▶ **Aufgabenstellung**
Zitiere aus dem Ausgangstext über Cyclodextrine unten wortgetreu die Stelle, die mit „Über die oben“ beginnt und bis einschließlich „auswählen zu können.“ reicht.

Über die oben erwähnten Cyclodextrine hinaus werden in der Fachliteratur Cyclodextrine mit wesentlich mehr Glucoseeinheiten detailliert beschrieben. Diese sind allerdings aufgrund der geringen Mengen und hohen Preise nicht von ökonomischer Bedeutung. Die weiteste technische Verbreitung haben β-Cyclodextrin und Hydroxypropyl-β-Cyclodextrin. Die Cyclodextrine werden im Allgemeinen aus Stärke gewonnen, die von speziellen Bakterien (z. B. Bacillus macerans) enzymatisch abgebaut wird. Zum Einsatz kommt dabei vor allem Maisstärke - industriell interessant ist insbesondere die sortenreine Gewinnung von Cyclodextrinen, um die verschiedenen Hohlraumdurchmesser je nach einzuschließender Substanz auswählen zu können.

▶ **Vorliegende Datensätze**
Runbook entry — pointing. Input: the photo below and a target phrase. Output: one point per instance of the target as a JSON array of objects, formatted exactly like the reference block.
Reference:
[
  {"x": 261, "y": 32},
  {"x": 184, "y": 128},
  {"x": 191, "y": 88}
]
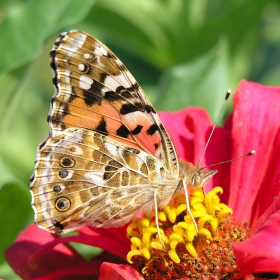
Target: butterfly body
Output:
[{"x": 107, "y": 155}]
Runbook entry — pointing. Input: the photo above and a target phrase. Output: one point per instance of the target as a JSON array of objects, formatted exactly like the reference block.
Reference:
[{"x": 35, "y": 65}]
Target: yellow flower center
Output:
[{"x": 186, "y": 252}]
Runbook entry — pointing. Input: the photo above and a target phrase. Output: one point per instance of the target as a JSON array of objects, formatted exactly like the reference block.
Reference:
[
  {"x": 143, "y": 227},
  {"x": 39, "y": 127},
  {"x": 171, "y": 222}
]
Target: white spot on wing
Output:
[
  {"x": 81, "y": 67},
  {"x": 85, "y": 82}
]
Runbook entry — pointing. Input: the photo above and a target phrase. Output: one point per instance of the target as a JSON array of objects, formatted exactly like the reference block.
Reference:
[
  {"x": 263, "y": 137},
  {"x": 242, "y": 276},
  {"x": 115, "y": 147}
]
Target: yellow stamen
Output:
[{"x": 179, "y": 240}]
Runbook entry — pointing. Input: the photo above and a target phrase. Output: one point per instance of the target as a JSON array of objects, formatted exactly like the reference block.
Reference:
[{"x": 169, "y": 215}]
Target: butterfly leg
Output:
[
  {"x": 156, "y": 219},
  {"x": 188, "y": 205}
]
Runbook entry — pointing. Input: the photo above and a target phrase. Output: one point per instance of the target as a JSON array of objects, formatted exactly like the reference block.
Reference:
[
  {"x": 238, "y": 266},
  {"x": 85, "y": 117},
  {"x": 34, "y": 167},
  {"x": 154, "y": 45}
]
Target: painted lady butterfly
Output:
[{"x": 107, "y": 155}]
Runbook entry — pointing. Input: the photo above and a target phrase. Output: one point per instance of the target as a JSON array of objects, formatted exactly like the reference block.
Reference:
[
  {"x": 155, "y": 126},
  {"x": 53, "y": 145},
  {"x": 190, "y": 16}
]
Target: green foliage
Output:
[{"x": 183, "y": 53}]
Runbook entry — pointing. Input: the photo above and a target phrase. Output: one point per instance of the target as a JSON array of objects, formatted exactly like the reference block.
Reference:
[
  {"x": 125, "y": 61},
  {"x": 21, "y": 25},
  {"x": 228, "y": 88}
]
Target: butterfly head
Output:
[
  {"x": 200, "y": 177},
  {"x": 195, "y": 176}
]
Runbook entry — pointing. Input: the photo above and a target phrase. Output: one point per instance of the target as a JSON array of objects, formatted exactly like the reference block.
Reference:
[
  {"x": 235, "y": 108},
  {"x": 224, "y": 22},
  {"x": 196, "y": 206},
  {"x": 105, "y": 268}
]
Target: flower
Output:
[{"x": 250, "y": 187}]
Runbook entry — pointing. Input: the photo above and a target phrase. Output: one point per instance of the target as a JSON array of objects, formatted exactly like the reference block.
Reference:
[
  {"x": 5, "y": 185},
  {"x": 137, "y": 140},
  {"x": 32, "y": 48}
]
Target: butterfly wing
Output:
[
  {"x": 85, "y": 178},
  {"x": 107, "y": 152},
  {"x": 94, "y": 90}
]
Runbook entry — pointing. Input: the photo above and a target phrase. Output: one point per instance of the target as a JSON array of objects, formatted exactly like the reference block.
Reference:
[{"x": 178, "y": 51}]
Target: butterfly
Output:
[{"x": 107, "y": 155}]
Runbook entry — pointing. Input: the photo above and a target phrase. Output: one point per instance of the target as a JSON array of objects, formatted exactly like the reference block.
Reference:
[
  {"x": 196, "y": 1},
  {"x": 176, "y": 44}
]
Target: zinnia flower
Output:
[{"x": 251, "y": 188}]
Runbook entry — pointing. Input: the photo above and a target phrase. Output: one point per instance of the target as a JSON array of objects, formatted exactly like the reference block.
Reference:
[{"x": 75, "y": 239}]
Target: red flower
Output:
[{"x": 254, "y": 190}]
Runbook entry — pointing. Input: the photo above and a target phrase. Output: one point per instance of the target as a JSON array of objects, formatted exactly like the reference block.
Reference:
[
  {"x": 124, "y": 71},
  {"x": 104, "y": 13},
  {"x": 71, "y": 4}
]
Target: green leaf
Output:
[
  {"x": 201, "y": 82},
  {"x": 25, "y": 28},
  {"x": 16, "y": 213}
]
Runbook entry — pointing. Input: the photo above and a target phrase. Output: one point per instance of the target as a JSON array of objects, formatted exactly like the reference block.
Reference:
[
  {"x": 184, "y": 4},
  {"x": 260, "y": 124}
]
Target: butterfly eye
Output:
[
  {"x": 62, "y": 204},
  {"x": 196, "y": 180}
]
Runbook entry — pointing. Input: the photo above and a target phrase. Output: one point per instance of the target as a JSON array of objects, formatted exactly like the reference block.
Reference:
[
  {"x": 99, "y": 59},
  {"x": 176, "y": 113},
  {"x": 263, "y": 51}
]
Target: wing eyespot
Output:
[
  {"x": 67, "y": 162},
  {"x": 62, "y": 204}
]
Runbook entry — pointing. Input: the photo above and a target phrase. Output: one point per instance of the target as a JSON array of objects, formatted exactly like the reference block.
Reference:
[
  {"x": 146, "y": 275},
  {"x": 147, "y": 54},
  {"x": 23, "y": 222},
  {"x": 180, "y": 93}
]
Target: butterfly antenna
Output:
[
  {"x": 230, "y": 160},
  {"x": 215, "y": 125}
]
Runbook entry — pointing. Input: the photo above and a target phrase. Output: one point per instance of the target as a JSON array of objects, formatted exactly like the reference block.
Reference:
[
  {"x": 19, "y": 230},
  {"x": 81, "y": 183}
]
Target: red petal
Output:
[
  {"x": 119, "y": 272},
  {"x": 261, "y": 252},
  {"x": 20, "y": 255},
  {"x": 255, "y": 125},
  {"x": 189, "y": 130}
]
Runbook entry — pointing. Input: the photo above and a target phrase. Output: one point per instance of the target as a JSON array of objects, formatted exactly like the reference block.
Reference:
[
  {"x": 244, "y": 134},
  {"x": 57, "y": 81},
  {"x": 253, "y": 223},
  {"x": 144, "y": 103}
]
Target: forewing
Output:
[
  {"x": 95, "y": 91},
  {"x": 85, "y": 178}
]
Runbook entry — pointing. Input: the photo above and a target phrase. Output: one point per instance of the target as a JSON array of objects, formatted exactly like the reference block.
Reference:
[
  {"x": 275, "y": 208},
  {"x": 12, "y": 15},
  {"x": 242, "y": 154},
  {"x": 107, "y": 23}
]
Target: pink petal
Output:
[
  {"x": 119, "y": 272},
  {"x": 261, "y": 252}
]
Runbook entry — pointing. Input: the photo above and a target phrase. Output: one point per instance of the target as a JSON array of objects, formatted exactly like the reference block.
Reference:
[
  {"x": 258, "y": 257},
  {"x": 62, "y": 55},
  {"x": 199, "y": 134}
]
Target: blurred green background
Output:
[{"x": 182, "y": 52}]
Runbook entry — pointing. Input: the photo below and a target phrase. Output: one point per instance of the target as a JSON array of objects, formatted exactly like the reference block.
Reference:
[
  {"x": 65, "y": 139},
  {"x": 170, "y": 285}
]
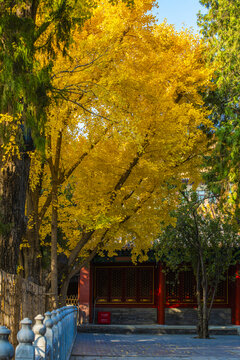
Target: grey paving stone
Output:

▶ **Erwartete Ausgabe**
Über die oben erwähnten Cyclodextrine hinaus werden in der Fachliteratur Cyclodextrine mit wesentlich mehr Glucoseeinheiten detailliert beschrieben. Diese sind allerdings aufgrund der geringen Mengen und hohen Preise nicht von ökonomischer Bedeutung. Die weiteste technische Verbreitung haben β-Cyclodextrin und Hydroxypropyl-β-Cyclodextrin. Die Cyclodextrine werden im Allgemeinen aus Stärke gewonnen, die von speziellen Bakterien (z. B. Bacillus macerans) enzymatisch abgebaut wird. Zum Einsatz kommt dabei vor allem Maisstärke - industriell interessant ist insbesondere die sortenreine Gewinnung von Cyclodextrinen, um die verschiedenen Hohlraumdurchmesser je nach einzuschließender Substanz auswählen zu können.